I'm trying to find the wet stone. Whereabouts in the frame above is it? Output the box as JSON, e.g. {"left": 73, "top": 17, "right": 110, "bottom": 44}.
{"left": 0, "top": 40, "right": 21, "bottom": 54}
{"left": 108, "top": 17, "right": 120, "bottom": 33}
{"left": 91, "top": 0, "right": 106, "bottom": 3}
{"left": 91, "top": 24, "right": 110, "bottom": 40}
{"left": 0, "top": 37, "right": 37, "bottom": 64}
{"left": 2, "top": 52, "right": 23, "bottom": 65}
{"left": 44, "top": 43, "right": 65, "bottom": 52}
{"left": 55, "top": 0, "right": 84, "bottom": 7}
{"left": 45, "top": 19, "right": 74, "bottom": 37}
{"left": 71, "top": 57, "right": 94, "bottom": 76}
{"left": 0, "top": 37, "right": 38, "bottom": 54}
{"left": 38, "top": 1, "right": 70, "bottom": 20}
━━━━━━━━━━━━━━━━
Transcribe the material above in its entirety. Match it exactly.

» **Answer below**:
I'm trying to find the wet stone. Whereabouts in the frame above is it? Output the box as JSON, e.g. {"left": 73, "top": 17, "right": 110, "bottom": 44}.
{"left": 0, "top": 40, "right": 21, "bottom": 54}
{"left": 108, "top": 17, "right": 120, "bottom": 33}
{"left": 91, "top": 0, "right": 106, "bottom": 3}
{"left": 91, "top": 24, "right": 110, "bottom": 40}
{"left": 0, "top": 37, "right": 37, "bottom": 64}
{"left": 2, "top": 52, "right": 23, "bottom": 65}
{"left": 44, "top": 43, "right": 65, "bottom": 52}
{"left": 55, "top": 0, "right": 84, "bottom": 7}
{"left": 45, "top": 19, "right": 74, "bottom": 37}
{"left": 71, "top": 57, "right": 94, "bottom": 76}
{"left": 0, "top": 37, "right": 38, "bottom": 54}
{"left": 38, "top": 1, "right": 70, "bottom": 20}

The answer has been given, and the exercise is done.